» Selected text
Cancer remains a leading cause of death. Its incidence will continue to rise with increasing global life expectancy, adding pressure to already fragile healthcare systems. While scientific and medical advances have dramatically improved approaches to cancer treatment, recurrence remains a significant concern. Investigators need a highly sensitive method to detect the slightest trace of residual disease, which, if left undetected, could lead to a drug-resistant relapse.
Increased sensitivity enables earlier detection of circulating tumor DNA (ctDNA), increasing the likelihood of successful outcomes. In this article, we explain how ultrasensitive liquid biopsy methods allow teams of researchers to precisely detect trace levels of cancer mutations, potentially expanding therapeutic time frames, and ultimately enabling personalized treatment adjustments in the future.
What are liquid biopsies?

» Work to be completed
Extract the stretch of the liquid biopsy text from "Cancer remains a" through "are liquid biopsies?". The listing that comes next is from a different source.

» Data extract
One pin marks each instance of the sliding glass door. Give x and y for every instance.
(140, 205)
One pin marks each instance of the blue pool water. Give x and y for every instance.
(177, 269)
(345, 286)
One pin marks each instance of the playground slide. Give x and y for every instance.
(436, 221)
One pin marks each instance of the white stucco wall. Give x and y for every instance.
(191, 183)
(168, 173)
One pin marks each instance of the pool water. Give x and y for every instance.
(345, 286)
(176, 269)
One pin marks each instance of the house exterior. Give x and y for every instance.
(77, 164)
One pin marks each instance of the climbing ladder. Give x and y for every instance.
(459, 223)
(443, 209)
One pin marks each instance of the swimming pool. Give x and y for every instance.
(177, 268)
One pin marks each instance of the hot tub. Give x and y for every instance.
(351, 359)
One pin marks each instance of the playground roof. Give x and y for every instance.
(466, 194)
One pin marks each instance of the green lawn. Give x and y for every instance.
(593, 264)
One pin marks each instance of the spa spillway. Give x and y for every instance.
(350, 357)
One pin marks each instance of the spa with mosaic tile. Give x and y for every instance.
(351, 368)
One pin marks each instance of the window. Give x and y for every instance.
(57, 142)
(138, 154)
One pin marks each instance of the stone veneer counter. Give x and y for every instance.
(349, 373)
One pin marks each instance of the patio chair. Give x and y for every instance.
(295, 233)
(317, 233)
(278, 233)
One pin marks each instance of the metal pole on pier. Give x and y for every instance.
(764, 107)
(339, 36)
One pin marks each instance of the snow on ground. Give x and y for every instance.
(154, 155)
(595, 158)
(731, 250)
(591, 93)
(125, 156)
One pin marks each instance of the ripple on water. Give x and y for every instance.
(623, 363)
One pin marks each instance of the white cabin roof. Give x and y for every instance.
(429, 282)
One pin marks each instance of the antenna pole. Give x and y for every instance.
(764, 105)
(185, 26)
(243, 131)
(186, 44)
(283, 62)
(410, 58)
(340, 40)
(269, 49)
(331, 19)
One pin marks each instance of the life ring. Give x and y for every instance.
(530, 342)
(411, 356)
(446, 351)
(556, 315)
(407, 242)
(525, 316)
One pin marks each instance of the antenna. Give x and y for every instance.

» Response area
Cancer remains a leading cause of death. Its incidence will continue to rise with increasing global life expectancy, adding pressure to already fragile healthcare systems. While scientific and medical advances have dramatically improved approaches to cancer treatment, recurrence remains a significant concern. Investigators need a highly sensitive method to detect the slightest trace of residual disease, which, if left undetected, could lead to a drug-resistant relapse.
Increased sensitivity enables earlier detection of circulating tumor DNA (ctDNA), increasing the likelihood of successful outcomes. In this article, we explain how ultrasensitive liquid biopsy methods allow teams of researchers to precisely detect trace levels of cancer mutations, potentially expanding therapeutic time frames, and ultimately enabling personalized treatment adjustments in the future.
What are liquid biopsies?